- Text provided
San Francisco-based Wells Fargo joined other big banks in reporting continuing heavy losses from failed loans as a growing number of consumers were unable to pay their bills. The bank said credit losses climbed to $5.1 billion, or 2.5 percent of its loan portfolio. That is up from $2 billion a year ago and $4.4 billion in the second quarter.

The amount of loans that are past due but have not yet been written off totaled $23.5 billion, nearly four times higher than in the same period last year and 28 percent higher than in the second quarter.

Wells Fargo's loan losses were balanced out by its traditional banking business, which includes the big mortgage operation it took on when it bought Wachovia at the height of the credit crisis a year ago. Net interest income, or what the bank makes on loans and other assets, rose 43 percent to $5.57 billion after setting aside $6.1 billion to cover credit losses.

Total revenue more than doubled from the same period last year to $22.47 billion, but was roughly flat with the second quarter.

The spike in revenue drove the nation's fourth-largest bank to report a third-quarter profit of $2.64 billion, or 56 cents per share, after paying preferred dividends. That compares with earnings of $1.64 billion, or 49 cents per share, a year ago. Analysts, on average, were expecting earnings of 37 cents per share.

- Provided records

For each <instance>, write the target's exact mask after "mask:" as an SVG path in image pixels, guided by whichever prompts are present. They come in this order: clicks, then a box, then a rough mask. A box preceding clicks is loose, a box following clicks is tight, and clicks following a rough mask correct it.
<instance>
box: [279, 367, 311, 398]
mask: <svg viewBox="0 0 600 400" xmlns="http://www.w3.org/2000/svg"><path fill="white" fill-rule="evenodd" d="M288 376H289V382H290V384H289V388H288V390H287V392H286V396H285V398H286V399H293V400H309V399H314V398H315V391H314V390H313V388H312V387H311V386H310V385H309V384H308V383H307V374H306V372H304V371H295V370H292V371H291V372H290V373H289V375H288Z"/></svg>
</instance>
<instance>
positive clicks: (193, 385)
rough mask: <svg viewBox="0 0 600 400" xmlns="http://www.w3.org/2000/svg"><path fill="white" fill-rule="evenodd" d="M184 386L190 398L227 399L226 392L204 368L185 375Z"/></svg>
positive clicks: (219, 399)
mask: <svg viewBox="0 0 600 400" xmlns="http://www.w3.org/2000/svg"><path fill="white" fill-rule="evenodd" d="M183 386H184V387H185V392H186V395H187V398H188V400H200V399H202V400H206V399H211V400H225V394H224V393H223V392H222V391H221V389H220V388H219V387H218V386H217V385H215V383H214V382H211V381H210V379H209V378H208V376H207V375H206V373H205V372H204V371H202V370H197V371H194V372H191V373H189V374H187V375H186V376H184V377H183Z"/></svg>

- Requirement 1
In the Wells Fargo earnings report, what did the bank's net interest income rise to?
- Requirement 2
Rewrite only the part of the listing that runs from the line with "</instance>" up to and including the last line of the listing. Replace "positive clicks" with "foreground clicks" and leave everything else unchanged.

- Your response 1
$5.57 billion, up 43 percent.

- Your response 2
</instance>
<instance>
foreground clicks: (193, 385)
rough mask: <svg viewBox="0 0 600 400" xmlns="http://www.w3.org/2000/svg"><path fill="white" fill-rule="evenodd" d="M184 386L190 398L227 399L226 392L204 368L185 375Z"/></svg>
foreground clicks: (219, 399)
mask: <svg viewBox="0 0 600 400" xmlns="http://www.w3.org/2000/svg"><path fill="white" fill-rule="evenodd" d="M183 386H184V387H185V392H186V395H187V398H188V400H200V399H202V400H206V399H211V400H225V394H224V393H223V392H222V391H221V389H220V388H219V387H218V386H217V385H215V383H214V382H211V381H210V379H209V378H208V376H207V375H206V373H205V372H204V371H202V370H197V371H194V372H191V373H189V374H187V375H186V376H184V377H183Z"/></svg>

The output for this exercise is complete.